> [Исходный текст]:
+++

Судя по всему, интерес Антокольского к символизму никогда не угасал, хотя временами могло показаться, что он отошёл от него совсем. И сам он так думал. Но анализируя, как он работал с поэзией Цветаевой, убеждаешься в обратном.

Однако самое, пожалуй, интересное связано с циклом стихов под названием «Провода». Этот цикл надолго приковал к себе внимание Павла Григорьевича. Цветаева воспевает телеграфный столб, «чувств непреложный передатчик». Он могуществен и проносит в стальных проводах то, чего «печатный бланк не вместит»: электрическое «лю-ю-блю…», «про-о-щай..», «про-о-стите..», «ве-ер-нись…», «жа-аль…», «у-у-вы» – всю палитру её неразделённой любви. «Я прόводы вверяю проводáм,/И в телеграфный столб упершись – плачу»63, – пишет Цветаева. А в следующем стихотворении телеграфному столбу себя уподобляет: «Гудят моей высокой тяги / Лирические провода»64.

Антокольский был поражён новизной образа – позднее мы не раз встретим упоминания электротока как метафоры в его произведениях: это и «Электрическая стереорама»65, это и целый сборник под названием «Высокое напряжение»66, это и публицистическая статья «Перевод – служба связи»67. У Антокольского сравнение себя и поэзии с электрической энергией не такое как у Цветаевой, но образ, несомненно, тот же. Оказалось, что любимое Антокольским «четвёртое измерение», как символ чего-то таинственного и непостижимого, у Цветаевой тоже встречается, хотя и несколько в ином значении. Похоже, «четвёртое измерение» заимствовано им у Марины Ивановны.

Самое поразительное, что в одном из стихотворений цикла фигурируют слова и выражения, принятые в современной математике, особенно в той её части, которая стремительно развивалась именно в конце XIX – начале XX века.


Это сердце моё, искрою

Магнетической – рвёт метр.


– «Метр и меру?» Но четвёртое

Измерение мстит! – Мчись

Над метрическими – мёртвыми –

Лжесвидетельствами – свист!68


В виде поэтических образов здесь появляются такие научные понятия, как «метр и мера», «метрические пространства», «четвёртое измерение». Можем предположить, что о двух последних понятиях Цветаева узнала в Берлине или в Праге – культурных центрах Европы. Ещё в 1911 году была издана брошюра «Время и пространство» немецкого математика Г. Минковского. Она распространялась в образованных кругах европейского общества. Эти теории изучали в университетских курсах философии. Прочла ли Марина Ивановна о метрических пространствах и четвёртом измерении, услышала ли от кого-то из научной среды, объяснил ли ей кто-то смысл этих явлений – сказать трудно. Несомненно одно: она использовала их в своих стихах с пониманием.

+++

> [Фрагменты записей]:
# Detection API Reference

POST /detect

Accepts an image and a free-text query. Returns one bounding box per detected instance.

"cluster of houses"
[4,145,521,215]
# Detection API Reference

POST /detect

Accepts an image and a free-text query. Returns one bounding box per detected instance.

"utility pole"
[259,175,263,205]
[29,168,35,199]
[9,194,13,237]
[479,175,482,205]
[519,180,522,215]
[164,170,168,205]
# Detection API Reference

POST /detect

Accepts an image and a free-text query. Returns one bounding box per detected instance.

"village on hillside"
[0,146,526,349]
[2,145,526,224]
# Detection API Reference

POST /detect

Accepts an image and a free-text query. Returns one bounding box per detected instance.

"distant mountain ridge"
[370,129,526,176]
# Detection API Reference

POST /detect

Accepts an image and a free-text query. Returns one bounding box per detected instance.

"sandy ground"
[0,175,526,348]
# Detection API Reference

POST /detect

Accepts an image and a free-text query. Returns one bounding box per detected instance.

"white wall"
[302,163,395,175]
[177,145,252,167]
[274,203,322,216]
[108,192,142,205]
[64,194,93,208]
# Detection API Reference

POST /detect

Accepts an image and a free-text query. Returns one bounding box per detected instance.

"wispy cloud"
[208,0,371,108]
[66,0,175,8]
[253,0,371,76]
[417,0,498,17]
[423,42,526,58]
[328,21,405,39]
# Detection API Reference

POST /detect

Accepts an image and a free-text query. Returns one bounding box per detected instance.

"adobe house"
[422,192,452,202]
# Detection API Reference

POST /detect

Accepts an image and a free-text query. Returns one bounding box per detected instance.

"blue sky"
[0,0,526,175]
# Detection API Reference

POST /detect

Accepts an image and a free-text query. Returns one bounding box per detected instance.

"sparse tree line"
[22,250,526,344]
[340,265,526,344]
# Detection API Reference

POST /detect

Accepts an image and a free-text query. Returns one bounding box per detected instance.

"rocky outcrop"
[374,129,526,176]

+++

> [Задания]:
A. В каком году, согласно тексту об Антокольском и Цветаевой, была издана брошюра Г. Минковского «Время и пространство»?
B. Продолжите текст об Антокольском и Цветаевой после его последнего предложения.

> [Ответы]:
A. В 1911 году.

B.
Взять хотя бы «метр». С одной стороны, это понятие научное, так же как и «четвёртое измерение», с другой – оно из теории стихосложения, определяется как ритмическая повторяемость ударных и безударных слогов. Метр – это то явление, в котором математика соприкасается с поэзией. Интересно то, что в отличие от многих других поэтов, панически боявшихся математики, Цветаева её не избегала.

В творчестве Антокольского «высокое напряжение» и «четвёртое измерение», возможно, выглядели причудами художника. Но это был прорыв в новое поэтическое видение, свойственное ещё Цветаевой. Проживи Цветаева дольше, она могла бы донести до читателей открывшуюся ей связь науки и поэзии, но этого не произошло. В некоторой степени данную задачу выполнил Антокольский.


И наконец, последний, завершающий этап работы Антокольского с книгой «После России» отражён в его коротких фразах, записанных возле дат цветаевских стихов. Записи сделаны в 1977-м – предпоследнем году его жизни.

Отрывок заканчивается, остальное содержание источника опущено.